● Recorded data:
▼

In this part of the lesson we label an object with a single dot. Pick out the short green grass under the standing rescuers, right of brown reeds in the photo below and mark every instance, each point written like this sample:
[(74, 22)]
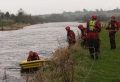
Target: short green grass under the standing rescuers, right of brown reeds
[(105, 69)]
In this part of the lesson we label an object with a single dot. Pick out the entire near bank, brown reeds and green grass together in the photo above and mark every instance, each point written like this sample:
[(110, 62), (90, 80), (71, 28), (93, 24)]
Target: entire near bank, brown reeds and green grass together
[(75, 64)]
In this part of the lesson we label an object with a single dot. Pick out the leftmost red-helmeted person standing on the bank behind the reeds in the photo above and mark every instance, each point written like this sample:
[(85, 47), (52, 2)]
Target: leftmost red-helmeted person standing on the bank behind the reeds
[(70, 36)]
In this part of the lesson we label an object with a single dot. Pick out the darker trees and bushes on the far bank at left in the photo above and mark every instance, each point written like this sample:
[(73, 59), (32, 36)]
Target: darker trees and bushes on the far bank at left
[(20, 17)]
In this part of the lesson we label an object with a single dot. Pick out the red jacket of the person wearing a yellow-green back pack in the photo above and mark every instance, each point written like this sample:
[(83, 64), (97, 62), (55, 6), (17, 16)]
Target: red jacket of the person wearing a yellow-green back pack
[(95, 32)]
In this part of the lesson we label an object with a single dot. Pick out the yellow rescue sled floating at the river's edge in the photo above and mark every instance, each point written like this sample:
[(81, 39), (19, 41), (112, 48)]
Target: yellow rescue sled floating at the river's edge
[(32, 64)]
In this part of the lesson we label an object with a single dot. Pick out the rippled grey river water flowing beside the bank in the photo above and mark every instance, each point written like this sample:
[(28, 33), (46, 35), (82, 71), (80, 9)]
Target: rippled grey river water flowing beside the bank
[(41, 38)]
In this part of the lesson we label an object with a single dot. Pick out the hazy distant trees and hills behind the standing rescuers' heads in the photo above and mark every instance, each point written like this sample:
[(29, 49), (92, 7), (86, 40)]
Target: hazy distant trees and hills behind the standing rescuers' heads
[(82, 16)]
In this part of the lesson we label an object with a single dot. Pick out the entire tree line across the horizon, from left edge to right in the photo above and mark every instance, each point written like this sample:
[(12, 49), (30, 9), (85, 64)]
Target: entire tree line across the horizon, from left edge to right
[(82, 16)]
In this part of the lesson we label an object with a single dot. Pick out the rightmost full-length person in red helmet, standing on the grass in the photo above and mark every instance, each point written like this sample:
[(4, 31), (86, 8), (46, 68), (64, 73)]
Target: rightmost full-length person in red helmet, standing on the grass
[(112, 29)]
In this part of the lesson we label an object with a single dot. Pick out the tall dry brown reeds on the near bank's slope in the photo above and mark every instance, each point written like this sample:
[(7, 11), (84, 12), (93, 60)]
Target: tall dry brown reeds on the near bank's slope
[(61, 67)]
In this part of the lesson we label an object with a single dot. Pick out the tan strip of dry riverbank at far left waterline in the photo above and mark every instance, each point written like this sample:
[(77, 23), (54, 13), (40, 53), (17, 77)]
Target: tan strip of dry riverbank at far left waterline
[(13, 27)]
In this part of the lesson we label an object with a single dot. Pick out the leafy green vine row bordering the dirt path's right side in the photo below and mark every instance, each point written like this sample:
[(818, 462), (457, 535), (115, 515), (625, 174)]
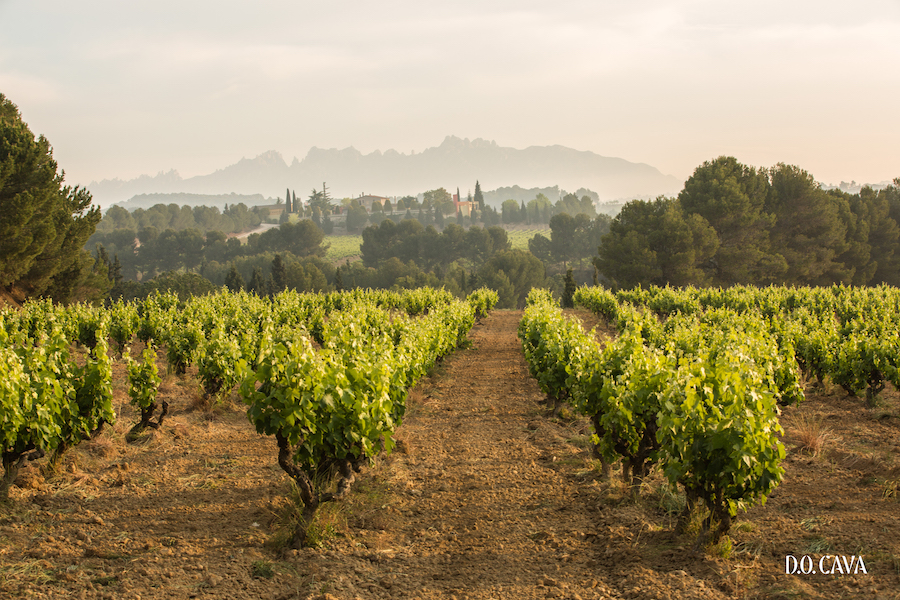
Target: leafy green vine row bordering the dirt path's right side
[(697, 394)]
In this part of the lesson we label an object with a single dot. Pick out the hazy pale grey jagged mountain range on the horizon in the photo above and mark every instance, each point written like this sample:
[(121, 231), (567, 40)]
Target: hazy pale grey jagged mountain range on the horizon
[(455, 163)]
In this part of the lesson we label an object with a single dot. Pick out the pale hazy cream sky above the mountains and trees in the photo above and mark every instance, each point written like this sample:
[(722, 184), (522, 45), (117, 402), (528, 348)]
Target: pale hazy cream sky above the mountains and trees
[(126, 88)]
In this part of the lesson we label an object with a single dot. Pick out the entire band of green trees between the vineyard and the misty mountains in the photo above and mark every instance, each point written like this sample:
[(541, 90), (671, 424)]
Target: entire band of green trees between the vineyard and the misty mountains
[(731, 224)]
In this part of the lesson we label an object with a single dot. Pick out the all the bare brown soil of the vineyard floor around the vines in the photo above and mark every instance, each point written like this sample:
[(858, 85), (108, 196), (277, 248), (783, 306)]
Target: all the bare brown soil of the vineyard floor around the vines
[(486, 496)]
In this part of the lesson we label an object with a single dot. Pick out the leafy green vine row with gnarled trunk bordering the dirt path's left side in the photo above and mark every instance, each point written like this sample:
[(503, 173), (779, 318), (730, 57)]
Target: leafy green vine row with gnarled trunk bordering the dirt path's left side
[(333, 409)]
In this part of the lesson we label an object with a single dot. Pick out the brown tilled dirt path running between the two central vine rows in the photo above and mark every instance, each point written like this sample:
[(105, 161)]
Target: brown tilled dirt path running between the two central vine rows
[(483, 512)]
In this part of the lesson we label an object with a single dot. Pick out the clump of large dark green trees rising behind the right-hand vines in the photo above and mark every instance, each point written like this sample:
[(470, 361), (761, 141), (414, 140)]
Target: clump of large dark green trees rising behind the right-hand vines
[(735, 224)]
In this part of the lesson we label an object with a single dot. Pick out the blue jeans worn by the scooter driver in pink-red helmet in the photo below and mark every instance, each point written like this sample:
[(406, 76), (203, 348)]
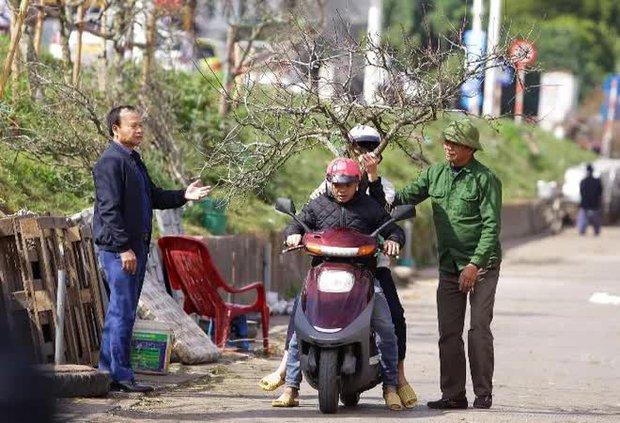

▲

● PROMPT:
Restate the entries above word for word, minus the pictures.

● TASK ANSWER:
In this part of the lesson we label an object with a single dot. Pick out the short green grass under the standing rescuers, right of brown reeds in the photo below and mark every instance, each point written like this sample:
[(74, 22)]
Target: short green grass under the standing rescuers, right of brown reeds
[(105, 69)]
In this part of the lesson we label an object with a single dot. Pick out the entire near bank, brown reeds and green grass together in the photo above and mark every instance, each point written like this sample:
[(110, 62), (90, 80), (71, 28), (93, 24)]
Target: entire near bank, brown reeds and green grass together
[(75, 64)]
In this part of the lesson we label an object with a single dot. Pick out the leftmost red-helmeted person standing on the bank behind the reeds in the photo above and mark every instance, each point written like this sample:
[(85, 47), (52, 2)]
Target: leftmost red-helmeted person standing on the bank behind the reeds
[(70, 36)]
In this part of the lesson we label an object with a single dot. Pick out the darker trees and bushes on the far bank at left in the photo above and mark every instance, each point written like this sample:
[(73, 59), (32, 36)]
Target: darker trees and bushes on the far bank at left
[(20, 17)]
In this part of the lesson we label an object with a single dot. Pick out the red jacket of the person wearing a yellow-green back pack in the photo above and mark every instance, each point written like this sample:
[(83, 64), (97, 62), (55, 6), (17, 16)]
Target: red jacket of the person wearing a yellow-green back pack
[(95, 32)]
In this part of the lesson we label an object with a single dot. Pick out the yellow rescue sled floating at the river's edge in the photo above and mark every instance, each point written like this sample:
[(81, 39), (19, 41), (112, 48)]
Target: yellow rescue sled floating at the river's edge
[(32, 64)]
In this part of the lesson we label an object with a single dot. Pick out the rippled grey river water flowing beside the bank in the photo above and mark every instance, each point written like this sample:
[(28, 33), (46, 35), (82, 71), (80, 9)]
Target: rippled grey river water flowing beside the bank
[(41, 38)]
In this part of the lesson we label an object with a single dot. Pick out the hazy distant trees and hills behind the standing rescuers' heads in the photo above and mark every instance, each point written like this sample:
[(29, 49), (92, 7), (86, 40)]
Target: hazy distant trees and hills behind the standing rescuers' heads
[(82, 16)]
In this part of the lesson we label an object with a single dot. Pick out the entire tree line across the horizon, from left edge to right in the photo above and mark every instance, each point written like this sample:
[(12, 49), (30, 9), (85, 64)]
Target: entire tree line across the horizon, from left edge to right
[(82, 16)]
In this part of the lesson we label an object with a single dot. Pick out the rightmost full-length person in red helmet, standing on the grass in the photo above and mark every instance, each point written like this sample:
[(4, 31), (86, 8), (46, 68), (64, 73)]
Target: rightmost full-length person in red helmet, standing on the grass
[(112, 29)]
In this part of the lesson we label an object with a single dot. Pick out the tall dry brown reeds on the near bank's slope in the photo above and mark every instance, each point written like this sample:
[(7, 11), (84, 12), (93, 60)]
Target: tall dry brown reeds on the near bank's slope
[(61, 67)]
In this part of the lesson we label an object with a single dot. Pick out the tan strip of dry riverbank at far left waterline in the photo above and mark every instance, each point written like this sample:
[(77, 23), (54, 13), (40, 53), (17, 77)]
Target: tan strip of dry riverbank at far left waterline
[(13, 27)]
In this part of the lesson we label an object with a single dot. Pick out the leafy green vine row bordering the dirt path's right side in the photo below and mark every instance, each point written like this sample:
[(818, 462), (457, 535), (115, 515), (625, 174)]
Target: leafy green vine row bordering the dirt path's right side
[(697, 394)]
In this part of the lesson we label an object with a single dot. Pick out the hazy pale grey jagged mountain range on the horizon in the photo above and mark every instance, each point written like this sample:
[(121, 231), (567, 40)]
Target: hazy pale grey jagged mountain range on the horizon
[(455, 163)]
In this part of the lesson we label an object with a single dot. Pick out the pale hazy cream sky above the mountains and trees in the photo above and mark every instance, each point written like this sample:
[(722, 184), (522, 45), (117, 402), (528, 348)]
Target: pale hazy cream sky above the mountains and trees
[(126, 88)]
In this part of the lesson we label an object with a single dot. Pick out the entire band of green trees between the vineyard and the misty mountains in the photo above and mark every instance, each point written like this sample:
[(541, 90), (671, 424)]
Target: entire band of green trees between the vineyard and the misty mountains
[(731, 224)]
In this part of the lesson we label an object with a single dot. Pick out the all the bare brown soil of the vineyard floor around the vines in the photo above and mark every instance, each point written like this sample:
[(858, 85), (108, 196), (277, 248), (783, 306)]
Target: all the bare brown soil of the vineyard floor around the vines
[(486, 496)]
In this part of the lesson we label an object with a single dot. Pick out the leafy green vine row with gnarled trunk bordering the dirt path's left side in the photo above and mark every instance, each point written like this sample:
[(503, 173), (779, 318), (730, 57)]
Target: leafy green vine row with gnarled trunk bordering the dirt path's left side
[(333, 409)]
In this part of the lesson we label an object with a single dot. Pick out the brown tilled dirt path running between the two central vine rows in the photo above and mark every instance, each point written like this sample:
[(105, 161)]
Target: brown tilled dirt path running between the two central vine rows
[(483, 512)]
In this part of the lesson we label an object with a single dot. Pick out the clump of large dark green trees rising behind the right-hand vines in the photo above and mark every instance, each point written like this sample:
[(470, 361), (761, 141), (414, 140)]
Target: clump of large dark green trees rising behind the right-hand vines
[(735, 224)]
In this part of the lesson we label an object with a single dot. Pick out the blue jeans worn by the scooter driver in pink-red helmet in the photo below and mark every instance, each point written like this sample:
[(406, 76), (203, 348)]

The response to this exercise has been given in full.